*** Material to process

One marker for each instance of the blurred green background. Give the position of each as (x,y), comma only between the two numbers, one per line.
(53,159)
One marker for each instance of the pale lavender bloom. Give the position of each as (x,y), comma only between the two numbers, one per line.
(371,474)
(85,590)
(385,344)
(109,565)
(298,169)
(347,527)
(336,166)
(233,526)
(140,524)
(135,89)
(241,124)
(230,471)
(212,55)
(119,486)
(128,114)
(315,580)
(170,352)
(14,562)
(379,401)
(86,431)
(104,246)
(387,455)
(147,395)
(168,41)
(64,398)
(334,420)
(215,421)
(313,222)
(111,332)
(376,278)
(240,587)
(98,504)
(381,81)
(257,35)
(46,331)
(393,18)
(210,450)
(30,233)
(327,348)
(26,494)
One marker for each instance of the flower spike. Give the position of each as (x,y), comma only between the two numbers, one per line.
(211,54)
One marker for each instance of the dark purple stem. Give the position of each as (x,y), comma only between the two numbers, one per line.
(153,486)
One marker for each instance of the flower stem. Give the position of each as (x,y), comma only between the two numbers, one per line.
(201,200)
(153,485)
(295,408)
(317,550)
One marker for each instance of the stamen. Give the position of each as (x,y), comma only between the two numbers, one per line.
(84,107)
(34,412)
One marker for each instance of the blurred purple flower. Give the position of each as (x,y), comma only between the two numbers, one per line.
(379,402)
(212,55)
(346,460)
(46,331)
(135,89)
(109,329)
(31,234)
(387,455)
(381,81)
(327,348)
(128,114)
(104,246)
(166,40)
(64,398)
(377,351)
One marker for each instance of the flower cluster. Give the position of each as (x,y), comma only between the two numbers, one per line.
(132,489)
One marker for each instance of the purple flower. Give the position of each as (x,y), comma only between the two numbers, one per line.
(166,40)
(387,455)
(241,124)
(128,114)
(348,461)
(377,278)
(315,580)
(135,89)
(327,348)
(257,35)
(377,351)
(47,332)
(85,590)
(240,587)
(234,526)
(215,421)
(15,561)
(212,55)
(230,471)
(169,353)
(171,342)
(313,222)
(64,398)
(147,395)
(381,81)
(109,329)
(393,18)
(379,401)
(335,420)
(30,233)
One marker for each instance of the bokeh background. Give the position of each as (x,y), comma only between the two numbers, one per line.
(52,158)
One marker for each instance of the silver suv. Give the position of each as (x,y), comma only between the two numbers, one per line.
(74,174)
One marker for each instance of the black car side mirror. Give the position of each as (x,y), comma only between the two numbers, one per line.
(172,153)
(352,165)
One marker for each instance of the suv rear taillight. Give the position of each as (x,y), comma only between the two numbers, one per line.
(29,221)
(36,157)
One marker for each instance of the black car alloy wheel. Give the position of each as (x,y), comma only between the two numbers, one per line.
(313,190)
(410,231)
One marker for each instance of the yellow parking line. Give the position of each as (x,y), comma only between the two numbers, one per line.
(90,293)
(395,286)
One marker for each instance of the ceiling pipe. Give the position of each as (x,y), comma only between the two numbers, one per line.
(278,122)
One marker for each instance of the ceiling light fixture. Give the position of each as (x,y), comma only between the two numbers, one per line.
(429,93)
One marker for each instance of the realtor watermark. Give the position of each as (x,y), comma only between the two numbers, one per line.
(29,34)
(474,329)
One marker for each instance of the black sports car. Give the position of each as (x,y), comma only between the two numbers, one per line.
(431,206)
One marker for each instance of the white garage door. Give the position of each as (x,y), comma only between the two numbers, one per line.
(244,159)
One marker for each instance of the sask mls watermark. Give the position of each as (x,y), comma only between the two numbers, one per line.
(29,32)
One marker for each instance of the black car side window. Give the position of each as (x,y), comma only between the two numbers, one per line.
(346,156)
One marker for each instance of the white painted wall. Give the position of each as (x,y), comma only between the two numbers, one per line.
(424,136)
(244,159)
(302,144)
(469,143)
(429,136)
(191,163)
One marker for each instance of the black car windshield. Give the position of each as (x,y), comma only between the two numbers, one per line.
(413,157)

******

**Aim of the exercise**.
Copy out all of the records above verbatim, line for line.

**Written response**.
One marker for each instance of the blurred green background. Give the position of each as (x,y), comma only between the two numbers, one per line.
(53,159)
One marker for each instance of the pale lavender bloom. Give the position of each as (x,y), comma only between the two numbers, one per line.
(371,474)
(85,590)
(385,344)
(109,565)
(298,169)
(347,527)
(336,166)
(233,526)
(140,524)
(135,89)
(241,124)
(230,471)
(212,55)
(119,486)
(128,114)
(315,580)
(170,352)
(14,562)
(379,401)
(86,431)
(104,246)
(387,455)
(147,395)
(168,41)
(64,398)
(334,420)
(215,421)
(313,222)
(111,332)
(376,278)
(240,587)
(98,504)
(381,81)
(257,35)
(46,331)
(393,18)
(210,450)
(30,233)
(327,348)
(26,494)
One marker for each instance of the flower spike. Give the position of each as (x,y), comma only between the two numbers, one per line.
(211,54)
One marker for each instance of the dark purple stem. Give the position of each as (x,y), comma only between the two numbers, one per line.
(153,486)
One marker for each instance of the flower stem. Give the position of each as (x,y), comma only between the two numbers, one per line.
(201,200)
(153,485)
(295,408)
(317,550)
One marker for each instance of the stamen. Give the position of each as (x,y), comma only between the two numbers, one per line.
(84,107)
(34,412)
One marker for each instance of the blurred purple flower. Give the position of each as (x,y), comma only between the two numbers, one per line.
(379,402)
(212,55)
(346,460)
(46,331)
(135,89)
(109,329)
(31,234)
(387,455)
(381,81)
(327,348)
(128,114)
(104,246)
(166,40)
(64,398)
(377,351)
One marker for each instance of the flower cluster. Give the position of each as (x,y), comma only between the two numbers, one per line.
(132,489)
One marker for each instance of the purple flower. Give the position of each as (x,y), comma only between the two numbers, one per line.
(166,40)
(387,455)
(241,124)
(128,114)
(348,461)
(377,278)
(315,580)
(135,89)
(327,348)
(257,35)
(377,351)
(47,332)
(85,590)
(240,587)
(234,526)
(215,421)
(15,561)
(212,55)
(230,471)
(169,353)
(171,342)
(313,222)
(64,398)
(147,395)
(381,81)
(109,329)
(393,18)
(379,401)
(335,420)
(30,233)
One marker for each instance of the bokeh background. Give the position of each as (x,y), comma only between the two numbers, one per line.
(52,158)
One marker for each instance of the silver suv. Give the position of each as (x,y), comma only between the two numbers, one per line.
(74,174)
One marker for each instance of the black car side mirror. Give the position of each as (x,y), comma only between the two numbers, one per line.
(172,153)
(352,165)
One marker for each instance of the suv rear taillight. Give the position of each as (x,y), comma only between the two numbers, one per line.
(29,221)
(36,157)
One marker for each instance of the black car alloy wheel. Give the position of each as (x,y), comma only between the two numbers, one per line.
(313,190)
(410,231)
One marker for each instance of the yellow parking line. Give the position of each as (x,y), comma only between the two numbers, one per line.
(90,293)
(395,286)
One marker for each instance of the ceiling pipe. Give the position of each as (x,y), comma only between the two numbers, one per line.
(278,122)
One marker for each instance of the ceiling light fixture. Give the position of each as (x,y), comma only between the two numbers, one per line.
(429,93)
One marker for each instance of the realtor watermark. Give the position of each as (x,y), comma only between the two numbers, one per line.
(29,34)
(474,329)
One marker for each instance of the black sports car. Give the position of each as (x,y), comma only between the two numbers, one per line.
(431,206)
One marker for each instance of the white garage door. Give the position of each as (x,y), comma only between the two numbers, one per line.
(244,159)
One marker for each instance of the sask mls watermark. Give the position of each as (x,y), comma only between the two numbers, one per line.
(29,32)
One marker for each instance of the black car side window. Give the position of each as (x,y), comma only between the two numbers, one per line.
(346,156)
One marker for each instance of the white painted wall. Give the position of each as (x,y), comma only between the two numbers, one per line.
(424,136)
(244,159)
(302,144)
(469,143)
(429,136)
(191,163)
One marker for each instance of the black car windshield. Give the position of each as (x,y), comma only between the two numbers, one per line.
(413,157)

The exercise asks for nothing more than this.